DO THIS - Below, could you render the stretch of the items that opens with the line containing "793, row 425." and closes with the line containing "column 608, row 740" as a Markdown table with columns Row and Line, giving each line its row number and skipping any blank lines?

DATA FOR THE TASK -
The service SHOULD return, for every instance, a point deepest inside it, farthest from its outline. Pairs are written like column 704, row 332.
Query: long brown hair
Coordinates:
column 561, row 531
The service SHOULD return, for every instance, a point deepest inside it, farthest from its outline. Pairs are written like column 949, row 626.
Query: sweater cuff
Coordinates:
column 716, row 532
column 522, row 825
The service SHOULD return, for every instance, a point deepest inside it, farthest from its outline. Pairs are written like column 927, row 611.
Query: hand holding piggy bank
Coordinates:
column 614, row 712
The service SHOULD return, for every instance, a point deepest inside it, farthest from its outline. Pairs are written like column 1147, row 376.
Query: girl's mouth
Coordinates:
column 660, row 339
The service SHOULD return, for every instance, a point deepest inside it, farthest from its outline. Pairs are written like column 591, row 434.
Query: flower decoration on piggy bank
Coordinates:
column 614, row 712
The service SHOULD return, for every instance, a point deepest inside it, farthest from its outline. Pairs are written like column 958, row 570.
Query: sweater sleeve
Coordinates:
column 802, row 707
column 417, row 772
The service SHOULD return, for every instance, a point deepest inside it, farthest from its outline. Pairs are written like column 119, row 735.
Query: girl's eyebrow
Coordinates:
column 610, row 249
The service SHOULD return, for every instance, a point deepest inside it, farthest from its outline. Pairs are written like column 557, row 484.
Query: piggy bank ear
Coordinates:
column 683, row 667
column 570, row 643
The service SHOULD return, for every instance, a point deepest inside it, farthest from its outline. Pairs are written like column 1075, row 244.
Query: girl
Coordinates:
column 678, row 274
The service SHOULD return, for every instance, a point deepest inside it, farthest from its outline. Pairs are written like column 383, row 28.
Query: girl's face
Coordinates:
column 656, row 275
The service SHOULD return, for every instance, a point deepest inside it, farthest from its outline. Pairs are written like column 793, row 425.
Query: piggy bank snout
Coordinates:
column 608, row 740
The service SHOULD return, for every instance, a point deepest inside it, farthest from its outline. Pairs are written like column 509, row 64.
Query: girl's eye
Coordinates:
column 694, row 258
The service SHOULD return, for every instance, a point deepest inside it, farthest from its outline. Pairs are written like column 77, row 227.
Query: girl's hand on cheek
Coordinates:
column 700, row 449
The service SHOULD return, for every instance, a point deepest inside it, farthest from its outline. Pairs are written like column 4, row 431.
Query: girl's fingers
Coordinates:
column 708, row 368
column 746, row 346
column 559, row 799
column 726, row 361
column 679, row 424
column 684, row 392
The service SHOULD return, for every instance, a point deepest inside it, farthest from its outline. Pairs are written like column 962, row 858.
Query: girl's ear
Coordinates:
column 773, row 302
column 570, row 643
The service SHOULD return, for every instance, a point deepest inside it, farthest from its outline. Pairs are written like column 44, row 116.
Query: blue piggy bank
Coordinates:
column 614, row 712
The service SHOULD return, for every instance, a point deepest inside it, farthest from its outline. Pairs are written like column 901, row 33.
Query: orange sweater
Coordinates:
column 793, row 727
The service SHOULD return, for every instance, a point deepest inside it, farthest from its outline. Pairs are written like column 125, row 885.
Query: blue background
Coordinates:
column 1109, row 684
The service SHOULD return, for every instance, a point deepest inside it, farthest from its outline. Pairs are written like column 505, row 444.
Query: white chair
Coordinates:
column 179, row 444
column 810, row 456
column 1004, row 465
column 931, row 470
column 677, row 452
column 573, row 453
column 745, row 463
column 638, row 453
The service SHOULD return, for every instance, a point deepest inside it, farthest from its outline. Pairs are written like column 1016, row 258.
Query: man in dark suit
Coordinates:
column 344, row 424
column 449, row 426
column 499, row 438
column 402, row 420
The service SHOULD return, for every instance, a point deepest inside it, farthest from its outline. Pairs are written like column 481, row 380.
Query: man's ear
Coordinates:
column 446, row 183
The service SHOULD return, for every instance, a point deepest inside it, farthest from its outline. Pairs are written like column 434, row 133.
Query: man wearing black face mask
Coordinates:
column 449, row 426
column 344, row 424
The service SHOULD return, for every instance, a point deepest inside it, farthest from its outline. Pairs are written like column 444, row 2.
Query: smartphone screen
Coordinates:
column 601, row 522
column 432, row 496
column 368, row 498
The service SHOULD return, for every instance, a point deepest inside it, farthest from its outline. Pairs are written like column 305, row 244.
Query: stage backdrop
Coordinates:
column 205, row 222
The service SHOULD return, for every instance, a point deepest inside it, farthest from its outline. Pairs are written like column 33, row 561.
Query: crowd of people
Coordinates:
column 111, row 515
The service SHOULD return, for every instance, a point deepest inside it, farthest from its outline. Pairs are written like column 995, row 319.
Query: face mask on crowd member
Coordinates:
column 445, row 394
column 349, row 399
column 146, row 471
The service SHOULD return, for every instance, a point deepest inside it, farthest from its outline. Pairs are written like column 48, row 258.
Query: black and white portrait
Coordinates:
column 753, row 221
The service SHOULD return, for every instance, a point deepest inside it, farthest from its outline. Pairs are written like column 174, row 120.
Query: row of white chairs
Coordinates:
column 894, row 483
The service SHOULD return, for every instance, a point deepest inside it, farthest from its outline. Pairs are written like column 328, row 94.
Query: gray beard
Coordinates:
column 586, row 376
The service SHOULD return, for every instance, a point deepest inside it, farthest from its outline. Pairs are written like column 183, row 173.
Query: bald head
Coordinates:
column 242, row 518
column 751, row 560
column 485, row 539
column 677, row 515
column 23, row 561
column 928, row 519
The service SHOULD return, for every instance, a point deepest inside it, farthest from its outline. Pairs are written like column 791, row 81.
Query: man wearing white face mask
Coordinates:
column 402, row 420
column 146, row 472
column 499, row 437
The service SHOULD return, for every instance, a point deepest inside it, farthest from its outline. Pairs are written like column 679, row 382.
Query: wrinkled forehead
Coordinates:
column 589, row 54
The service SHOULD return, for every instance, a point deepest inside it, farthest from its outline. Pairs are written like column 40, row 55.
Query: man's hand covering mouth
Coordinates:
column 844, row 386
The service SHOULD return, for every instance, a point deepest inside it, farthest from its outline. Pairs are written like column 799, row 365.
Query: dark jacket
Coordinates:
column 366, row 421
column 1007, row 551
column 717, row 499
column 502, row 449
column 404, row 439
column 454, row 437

SOLVED PROBLEM -
| Row | Line |
|---|---|
| 1 | The service SHOULD return, for every instance, a point deepest inside it, farthest from its outline. Pairs are written like column 793, row 425. |
| 2 | Query: piggy bank snout |
| 3 | Coordinates: |
| 4 | column 608, row 740 |